BEGIN

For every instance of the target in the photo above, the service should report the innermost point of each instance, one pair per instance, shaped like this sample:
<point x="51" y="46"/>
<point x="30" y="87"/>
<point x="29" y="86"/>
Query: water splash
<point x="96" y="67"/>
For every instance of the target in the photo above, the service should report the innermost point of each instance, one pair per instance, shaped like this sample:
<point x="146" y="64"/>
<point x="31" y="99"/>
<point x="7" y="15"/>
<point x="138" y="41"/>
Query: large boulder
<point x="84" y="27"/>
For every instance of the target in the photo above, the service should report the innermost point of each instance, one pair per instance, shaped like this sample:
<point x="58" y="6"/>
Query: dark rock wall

END

#### Task to complete
Each entry above should be retyped exactly, with nothing missed.

#### Answer to this problem
For every instance of the target in the photo above, the service should report the innermost point of each instance, one pair per instance, shaped like this sample:
<point x="51" y="46"/>
<point x="30" y="87"/>
<point x="29" y="86"/>
Query: water splash
<point x="96" y="67"/>
For every instance of the target in the photo above, the service should report the innermost point of each instance, one pair per instance, shaped like this sample:
<point x="146" y="64"/>
<point x="31" y="99"/>
<point x="7" y="15"/>
<point x="138" y="41"/>
Query: large boulder
<point x="84" y="27"/>
For every instance of the target in the photo above, the service should report the innermost point of each instance, one pair per instance, shaped like this sample:
<point x="58" y="6"/>
Query: dark rock wall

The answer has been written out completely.